Problem to work on: Repeat every record below exactly, but leave out any pictures.

Records for processing:
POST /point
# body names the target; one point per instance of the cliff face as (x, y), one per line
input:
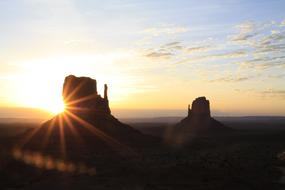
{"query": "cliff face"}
(198, 122)
(81, 96)
(88, 119)
(200, 107)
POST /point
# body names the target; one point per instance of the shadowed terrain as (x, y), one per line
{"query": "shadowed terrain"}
(87, 148)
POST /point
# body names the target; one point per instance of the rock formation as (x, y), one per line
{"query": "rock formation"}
(81, 96)
(86, 124)
(198, 122)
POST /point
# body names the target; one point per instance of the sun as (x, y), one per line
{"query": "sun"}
(57, 108)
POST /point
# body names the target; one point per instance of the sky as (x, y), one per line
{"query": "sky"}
(154, 55)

Completed exercise:
POST /point
# body names the target; one point per instance of the cliff face as (x, y), one per line
input:
{"query": "cliff face"}
(198, 122)
(81, 96)
(88, 119)
(200, 107)
POST /point
# body names the target; one point per instance of the shadowed terrain as (x, y), one per line
{"query": "shadowed terrain"}
(87, 148)
POST /point
# body names the target; one point per instance of the rock formation as (x, y), one per line
{"query": "rock formation"}
(81, 96)
(86, 124)
(198, 122)
POST /point
# body names the target; one point per instance of the sun as (x, y), one per line
{"query": "sun"}
(57, 108)
POST /point
# body names the target; one point per instance of the sky as (x, y), one per line
{"query": "sky"}
(154, 55)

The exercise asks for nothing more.